Quand Si Mohamed Lemkami épousa Zehor Kahia-Tani à El Jadida


Par Mustapha Jmahri
Mercredi 31 Juillet 2019

Quand Si Mohamed Lemkami épousa Zehor Kahia-Tani à El Jadida
Au temps du Protectorat, la ville d’El Jadida abritait plusieurs familles algériennes dont les parents travaillaient dans l’administration locale installée par le gouvernement français. Il y avait également des familles algériennes dites «réfugiées» qui fuyaient la situation difficile de l’époque dans leur pays. Parmi ces dernières figure celle de Hamdane Kahia-Tani dont la fille Zehor épousa Mohamed Lemkami. Ce dernier deviendra «malgache», ce qui désigne les membres du MALG (ministère de l'Armement et des Liaisons générales), une structure du FLN durant la guerre de libération nationale. Cette structure donna naissance après l’indépendance de l’Algérie  aux services de renseignements et de contre-espionnage connus sous des dénominations successives telles que la Sécurité militaire SM, la DGPS ou le DRS. 
Si Mohamed Lemkami est né en 1932, au village de Khémis de la tribu de Beni Snouss, dans la wilaya de Tlemcen, en Algérie. Son ancêtre paternel est Sidi Ali Belkacem Ouzéroual, affilié à la zaouïa kadiria, enterré à Debdou au Maroc dans la région de l’Oriental.
Il venait d’avoir onze ans quand il a appris le Coran. A l’école, son nouveau maître était Tayeb Khelladi -alias Si Kada- originaire de Tlemcen, un normalien d’Annecy marié à la cousine de sa mère. Il avait enseigné à Aïn Sefra avant de venir à Khémis. C’était l’année scolaire 1944-1945. Cet instituteur allait bientôt être son maître et son sauveur. C’est grâce à lui que Mohamed Lemkami deviendra l’homme qu’il fut.  En mars 1956, le Maroc accédait à l’indépendance après le protectorat. Le retour de Feu Mohammed V ouvrit une nouvelle page à ce pays frère. Si Lemkami profita de cette nouvelle situation pour rechercher ses parents, le long de la frontière, en terre marocaine. Cette opération fut facilitée par la présence dense des réfugiés dans les villages frontaliers. Si Mohamed Lemkami s’installa à Rabat pour une courte durée où il rejoignit ses amis de Maghnia : Fadil Bouayad, commissaire des scouts musulmans algériens, Abderrahmane Ouassini, géomètre au cadastre de Rabat, les frères Mami Daoudi, Haj Benyelles, Mahmoud Sari et bien d’autres.
____________
> [Objectif 1]: D'après l'article sur Si Mohamed Lemkami, en quelle année et dans quel village est-il né ?
> [Objectif 2]: Rédigez la suite de l'article consacré au mariage de Si Mohamed Lemkami avec Zehor Kahia-Tani, en reprenant après sa dernière phrase.
Le listing provient d'une source distincte de l'article.

> [Données disponibles]:
____________
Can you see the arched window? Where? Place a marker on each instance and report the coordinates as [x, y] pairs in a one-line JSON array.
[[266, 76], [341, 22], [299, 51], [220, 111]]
____________
> [Réponse finale 1]: En 1932, au village de Khémis, de la tribu de Beni Snouss, dans la wilaya de Tlemcen.

> [Réponse finale 2]:
Pendant trois mois à Rabat, Lemkami va pouvoir trouver un travail pour payer le loyer de l’hôtel et subvenir à ses besoins. Il enseigna dans une école privée appartenant à Si Ahmed Belafrej, ancien ministre des Affaires étrangères du Maroc. Ensuite, il devint inspecteur stagiaire recruté par Léon Benzaken, ministre marocain. Il partagea une chambre avec son ami Bouayad dans un petit hôtel tenu par une Française, Madame Fouquet. Mais il voulait rejoindre l’ALN en Algérie. C’était alors sa dernière semaine au Maroc avant de rejoindre le maquis à nouveau. L’heureuse surprise qui l’attendait était celle de la rencontre de deux jeunes filles d’El Jadida qui lui demandèrent l’adresse du ministère de l’Education nationale. L’une des deux filles qui l’avaient abordé, d’origine algérienne, le connaissait puisqu’elle l’avait appelé par son nom. Ils échangèrent leurs coordonnées, Si Mohamed Lemkami, avant son départ à Oujda, prit son courage à deux mains et se rendit à El Jadida demander la main de Zehor à son père Si Hamdane Kahia-Tani. La famille le reçut chez elle dans la rue Bensimon où elle habitait en tant que réfugiée.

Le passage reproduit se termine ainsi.